Perhaps the worse aspect of confidence in the courts of the church is due to this: while we do not intend it, our expending so much energy and effort addressing civil matters may suggest to many that we do not regard our own ecclesiastical work important enough to be justified on its own merits. By expending so much time and effort, at considerable strain to goodwill, to achieve nothing helpful to the magistrate and lose so much for ourselves, we implicitly say that the only thing that is important is what the civil magistrate does, and that “ecclesiastical” matters alone are not worthy of our concentrated and exclusive effort. I hope that not many observers notice this, but I know that I do, and it disheartens me.
Summary of Practical Considerations
There is no trade-off here, such as where the magistrates (or those they govern) gain something and the churches lose something; here, the magistrate gains nothing by these overtures, and the churches lose a great deal of time, a great deal of energy, a straining of brotherly fellowship, and an erosion of confidence in our ability to govern the churches. No one wins and the church loses. On practical grounds alone, therefore, I believe all such overtures that address the civil magistrate are unprofitable (practically) and unconstitutional, and we should follow the examples of the other NAPARC churches, who ordinarily do not expend ecclesiastical energy on such fruitless tasks.
III. Historical Consideration: Charles Hodge’s Protest of the Gardiner Spring Resolutions3
One of the remarkable things about the Presbyterian church in the early- to mid-nineteenth century was its relative peace within a culture that was deeply torn about how the border states might affect the Union. The precarious balance that had existed for the first fifty years of the Republic between slaveholding states and non-slaveholding states was now threatened as each of the new territories sought statehood. The “Missouri Compromise” of 1820 was an attempt to negotiate this delicate matter, and subsequent decades tested whether this particular glue would continue to bind the states. Within the Presbyterian church at the time, strong opinions were held by individuals who were abolitionist and those who were not, but the peace of the Presbyterian church was maintained, largely because WCF 31.4 prohibited its synods and councils from intermeddling with civil affairs that concern the commonwealth.
The Gardiner Spring Resolutions of 1861 destroyed the Presbyterian church’s unity and precipitated the formation of the Presbyterian Church in the Confederate States of America the next year. The two resolutions, with their explanatory note, were these:
- Resolved, That in view of the present agitated and unhappy condition of this country, the first day of July next be hereby set apart as a day of prayer throughout our bounds; and that on that day ministers and people are called on humbly to confess and bewail our national sins; to offer our thanks to the Father of light for his abundant and undeserved goodness to us as a nation; to seek his guidance and blessing upon our rulers and their counsels, as well as on the Congress of the United States about to assemble; and to implore Him, in the name of Jesus Christ, the great High Priest of the Christian profession, to turn away his anger from us, and speedily restore to us the blessings of an honorable peace.
- Resolved, That this General Assembly, in the spirit of that Christian patriotism which the Scriptures enjoin, and which has always characterized this Church, do hereby acknowledge and declare our obligations to promote and perpetuate, so far as in us lies, the integrity of these United States, and to strengthen, uphold, and encourage the Federal Government in the exercise of all its functions under our noble Constitution; and to this Constitution in all its provisions, requirements, and principles, we profess our unabated loyalty.

Point-based annotation data
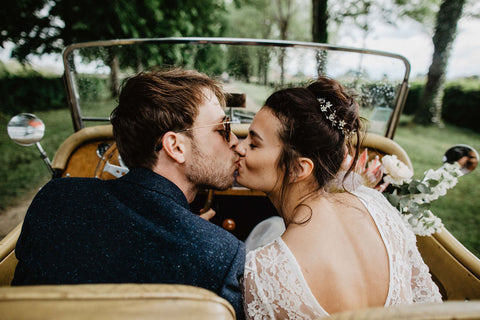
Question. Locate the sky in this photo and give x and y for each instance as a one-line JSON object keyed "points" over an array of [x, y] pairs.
{"points": [[407, 39]]}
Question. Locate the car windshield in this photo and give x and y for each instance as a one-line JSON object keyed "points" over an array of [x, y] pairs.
{"points": [[249, 69]]}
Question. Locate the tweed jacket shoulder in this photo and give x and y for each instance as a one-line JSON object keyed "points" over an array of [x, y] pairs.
{"points": [[135, 229]]}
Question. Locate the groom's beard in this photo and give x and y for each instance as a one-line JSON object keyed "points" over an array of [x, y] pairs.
{"points": [[208, 171]]}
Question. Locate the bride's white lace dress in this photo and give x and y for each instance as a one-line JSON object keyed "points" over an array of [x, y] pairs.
{"points": [[274, 286]]}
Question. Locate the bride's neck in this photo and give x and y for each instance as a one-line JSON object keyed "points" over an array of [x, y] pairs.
{"points": [[295, 195]]}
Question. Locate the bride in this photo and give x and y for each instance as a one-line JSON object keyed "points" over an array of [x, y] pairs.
{"points": [[340, 251]]}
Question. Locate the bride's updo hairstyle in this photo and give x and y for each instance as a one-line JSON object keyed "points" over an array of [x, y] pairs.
{"points": [[317, 123]]}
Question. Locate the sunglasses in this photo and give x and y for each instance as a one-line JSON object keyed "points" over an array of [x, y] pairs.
{"points": [[226, 132]]}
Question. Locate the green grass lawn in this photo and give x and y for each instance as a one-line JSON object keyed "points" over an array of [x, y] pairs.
{"points": [[22, 171], [459, 209]]}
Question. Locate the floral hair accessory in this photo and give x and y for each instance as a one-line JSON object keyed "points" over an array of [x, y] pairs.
{"points": [[326, 108]]}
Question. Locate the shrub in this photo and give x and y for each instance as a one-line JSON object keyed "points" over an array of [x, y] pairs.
{"points": [[461, 106], [30, 94], [413, 98]]}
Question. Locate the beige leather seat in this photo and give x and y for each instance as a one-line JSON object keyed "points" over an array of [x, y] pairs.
{"points": [[443, 311], [112, 301]]}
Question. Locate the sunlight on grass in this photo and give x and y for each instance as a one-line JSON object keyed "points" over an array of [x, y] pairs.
{"points": [[459, 208]]}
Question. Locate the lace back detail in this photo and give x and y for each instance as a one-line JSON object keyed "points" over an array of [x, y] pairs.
{"points": [[274, 287]]}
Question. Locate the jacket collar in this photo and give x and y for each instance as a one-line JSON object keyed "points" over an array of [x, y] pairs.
{"points": [[150, 180]]}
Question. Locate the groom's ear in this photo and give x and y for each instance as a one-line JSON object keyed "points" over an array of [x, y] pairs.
{"points": [[174, 146], [304, 169]]}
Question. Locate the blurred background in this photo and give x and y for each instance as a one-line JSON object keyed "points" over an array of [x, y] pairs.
{"points": [[438, 37]]}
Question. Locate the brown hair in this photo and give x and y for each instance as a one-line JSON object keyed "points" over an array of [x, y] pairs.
{"points": [[151, 104], [306, 131]]}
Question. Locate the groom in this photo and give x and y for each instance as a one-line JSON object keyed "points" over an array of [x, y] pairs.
{"points": [[173, 135]]}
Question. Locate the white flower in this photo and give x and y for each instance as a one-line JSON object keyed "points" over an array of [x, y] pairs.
{"points": [[396, 171]]}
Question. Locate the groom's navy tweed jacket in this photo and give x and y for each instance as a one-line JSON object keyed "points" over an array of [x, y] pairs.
{"points": [[135, 229]]}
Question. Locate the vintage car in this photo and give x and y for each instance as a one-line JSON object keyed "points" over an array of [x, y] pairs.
{"points": [[250, 70]]}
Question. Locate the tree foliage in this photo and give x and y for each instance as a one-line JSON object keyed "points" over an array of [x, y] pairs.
{"points": [[430, 110], [46, 26]]}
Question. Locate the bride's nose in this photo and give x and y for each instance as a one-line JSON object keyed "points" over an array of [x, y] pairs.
{"points": [[241, 148]]}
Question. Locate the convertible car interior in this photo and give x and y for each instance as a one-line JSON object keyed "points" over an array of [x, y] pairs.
{"points": [[90, 151]]}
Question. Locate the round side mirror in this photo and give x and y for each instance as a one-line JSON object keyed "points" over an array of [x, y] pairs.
{"points": [[25, 129], [465, 155]]}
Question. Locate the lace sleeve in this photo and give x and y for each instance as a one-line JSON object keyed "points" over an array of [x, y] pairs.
{"points": [[255, 303], [423, 287], [273, 287]]}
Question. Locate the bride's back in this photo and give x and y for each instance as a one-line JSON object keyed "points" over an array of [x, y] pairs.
{"points": [[341, 253]]}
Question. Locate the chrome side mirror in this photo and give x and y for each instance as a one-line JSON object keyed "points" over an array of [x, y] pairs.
{"points": [[26, 129], [465, 155]]}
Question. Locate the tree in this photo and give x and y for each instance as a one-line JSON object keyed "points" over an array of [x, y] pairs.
{"points": [[47, 26], [319, 21], [445, 32]]}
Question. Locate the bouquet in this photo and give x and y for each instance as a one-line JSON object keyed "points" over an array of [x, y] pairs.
{"points": [[412, 197]]}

_Task prompt_
Rewrite the passage on church courts and civil matters from "Perhaps the worse" to "it disheartens me.", changing "effort" to "labor".

_Answer_
Perhaps the worse aspect of confidence in the courts of the church is due to this: while we do not intend it, our expending so much energy and labor addressing civil matters may suggest to many that we do not regard our own ecclesiastical work important enough to be justified on its own merits. By expending so much time and labor, at considerable strain to goodwill, to achieve nothing helpful to the magistrate and lose so much for ourselves, we implicitly say that the only thing that is important is what the civil magistrate does, and that “ecclesiastical” matters alone are not worthy of our concentrated and exclusive labor. I hope that not many observers notice this, but I know that I do, and it disheartens me.